## TEXT PASSAGE
+ + +

Laboratory Equipment

The IDM at UCT Faculty of Health Sciences has two Category III laboratories.

These laboratories are shared facilities and the equipment used needs to be in good working order at all times to ensure the safety of the staff and the integrity of the samples being processed.

The following pieces of equipment have been sponsored by CIDRI:

  • Class III Biohazard cabinet
  • Shaking incubator
  • Fast Prep Homogenizer
  • Minus 80°C freezers at IDM
  • Minus 80°C freezer at GF Jooste Hospital
  • Olympus Trinocular Inverted Microscope



Bio-safety cabinet Bio-safety cabinet

The Biosafety Level III laboratory situated in the IDM in the UCT Faculty of Health Sciences was refurbished during the middle of 2010. Two new biosafety cabinets were purchased for this laboratory by the Clinical Infectious Diseases Research Initiative (CIDRI).

These Class II cabinets provide an enclosed, ventilated workspace for safely working with samples potentially contaminated with pathogens. The advantage of these cabinets is the protection of the laboratory scientist as well as the surrounding environment from bacteria and viruses. A fan mounted at the top of the cabinet draws a curtain of sterile air over the samples on the work surface. The air is then drawn under the work surface and through a HEPA filter before being exhausted. The air being drawn in also acts as a barrier to contaminated air coming back at the operator.



Cryo Preservation Tank Cryo Preservation Tank

CIDRI recently purchased an MVE 190 Vapor series liquid nitrogen tank. This will be used for long term storage of frozen cells in liquid nitrogen vapor at an ultra low temperature of -190°C. The tank has the capacity to store 19 500 samples.

+ + +

## EXERCISE DATA
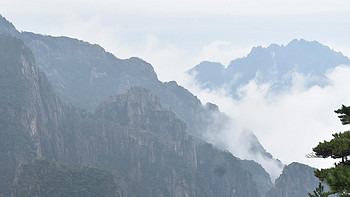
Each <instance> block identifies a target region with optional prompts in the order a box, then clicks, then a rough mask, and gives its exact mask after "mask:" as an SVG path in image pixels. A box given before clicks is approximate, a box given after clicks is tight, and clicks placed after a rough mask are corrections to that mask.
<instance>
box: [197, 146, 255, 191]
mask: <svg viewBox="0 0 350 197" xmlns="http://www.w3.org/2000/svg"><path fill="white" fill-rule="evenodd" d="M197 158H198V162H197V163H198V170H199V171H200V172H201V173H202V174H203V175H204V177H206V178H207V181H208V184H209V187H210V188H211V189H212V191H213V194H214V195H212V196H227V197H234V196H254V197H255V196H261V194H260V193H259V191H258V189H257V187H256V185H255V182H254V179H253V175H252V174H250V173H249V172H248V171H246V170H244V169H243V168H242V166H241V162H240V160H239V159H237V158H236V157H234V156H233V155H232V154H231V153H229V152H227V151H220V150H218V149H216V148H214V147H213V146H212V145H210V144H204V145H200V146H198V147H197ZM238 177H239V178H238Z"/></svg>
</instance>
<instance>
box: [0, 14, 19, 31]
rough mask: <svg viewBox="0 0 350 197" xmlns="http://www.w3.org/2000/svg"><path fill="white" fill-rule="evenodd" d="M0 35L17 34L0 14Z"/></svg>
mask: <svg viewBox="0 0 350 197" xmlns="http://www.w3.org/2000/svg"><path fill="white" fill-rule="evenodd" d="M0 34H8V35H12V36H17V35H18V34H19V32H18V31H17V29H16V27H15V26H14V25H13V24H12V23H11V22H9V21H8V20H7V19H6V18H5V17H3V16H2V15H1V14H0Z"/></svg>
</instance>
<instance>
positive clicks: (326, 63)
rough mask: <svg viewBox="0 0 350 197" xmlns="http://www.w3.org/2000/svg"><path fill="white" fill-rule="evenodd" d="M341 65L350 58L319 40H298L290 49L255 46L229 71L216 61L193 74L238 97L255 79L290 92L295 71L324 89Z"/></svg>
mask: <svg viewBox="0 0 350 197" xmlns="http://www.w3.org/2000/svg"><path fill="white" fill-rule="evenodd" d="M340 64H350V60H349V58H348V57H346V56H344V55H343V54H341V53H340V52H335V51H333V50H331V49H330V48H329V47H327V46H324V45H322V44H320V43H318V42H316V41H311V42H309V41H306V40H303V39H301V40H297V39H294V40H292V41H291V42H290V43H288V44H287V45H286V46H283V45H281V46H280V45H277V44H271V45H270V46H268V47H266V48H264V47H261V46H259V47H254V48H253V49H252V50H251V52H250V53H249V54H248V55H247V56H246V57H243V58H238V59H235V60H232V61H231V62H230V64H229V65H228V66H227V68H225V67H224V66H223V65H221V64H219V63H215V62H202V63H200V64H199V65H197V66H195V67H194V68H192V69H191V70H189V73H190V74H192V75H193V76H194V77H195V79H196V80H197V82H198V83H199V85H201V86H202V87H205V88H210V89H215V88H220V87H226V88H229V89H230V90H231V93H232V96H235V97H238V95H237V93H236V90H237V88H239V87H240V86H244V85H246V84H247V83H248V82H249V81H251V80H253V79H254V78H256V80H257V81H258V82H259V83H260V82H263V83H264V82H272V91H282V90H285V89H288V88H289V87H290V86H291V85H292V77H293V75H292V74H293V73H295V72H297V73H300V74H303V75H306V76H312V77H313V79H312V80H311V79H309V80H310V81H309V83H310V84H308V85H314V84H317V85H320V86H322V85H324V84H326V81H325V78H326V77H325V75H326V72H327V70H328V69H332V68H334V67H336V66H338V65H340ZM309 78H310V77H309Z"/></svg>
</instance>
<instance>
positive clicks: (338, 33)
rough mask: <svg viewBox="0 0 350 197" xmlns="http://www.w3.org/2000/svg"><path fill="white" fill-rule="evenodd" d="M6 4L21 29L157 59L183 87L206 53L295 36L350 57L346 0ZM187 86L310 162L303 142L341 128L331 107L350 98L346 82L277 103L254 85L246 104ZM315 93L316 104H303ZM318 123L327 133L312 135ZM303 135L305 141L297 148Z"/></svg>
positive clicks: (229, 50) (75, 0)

+ + +

## PROBLEM TO SOLVE
Write out the whole text on laboratory equipment again, word for word.

## RESULT OF THE EXERCISE
Laboratory Equipment

The IDM at UCT Faculty of Health Sciences has two Category III laboratories.

These laboratories are shared facilities and the equipment used needs to be in good working order at all times to ensure the safety of the staff and the integrity of the samples being processed.

The following pieces of equipment have been sponsored by CIDRI:

  • Class III Biohazard cabinet
  • Shaking incubator
  • Fast Prep Homogenizer
  • Minus 80°C freezers at IDM
  • Minus 80°C freezer at GF Jooste Hospital
  • Olympus Trinocular Inverted Microscope



Bio-safety cabinet Bio-safety cabinet

The Biosafety Level III laboratory situated in the IDM in the UCT Faculty of Health Sciences was refurbished during the middle of 2010. Two new biosafety cabinets were purchased for this laboratory by the Clinical Infectious Diseases Research Initiative (CIDRI).

These Class II cabinets provide an enclosed, ventilated workspace for safely working with samples potentially contaminated with pathogens. The advantage of these cabinets is the protection of the laboratory scientist as well as the surrounding environment from bacteria and viruses. A fan mounted at the top of the cabinet draws a curtain of sterile air over the samples on the work surface. The air is then drawn under the work surface and through a HEPA filter before being exhausted. The air being drawn in also acts as a barrier to contaminated air coming back at the operator.



Cryo Preservation Tank Cryo Preservation Tank

CIDRI recently purchased an MVE 190 Vapor series liquid nitrogen tank. This will be used for long term storage of frozen cells in liquid nitrogen vapor at an ultra low temperature of -190°C. The tank has the capacity to store 19 500 samples.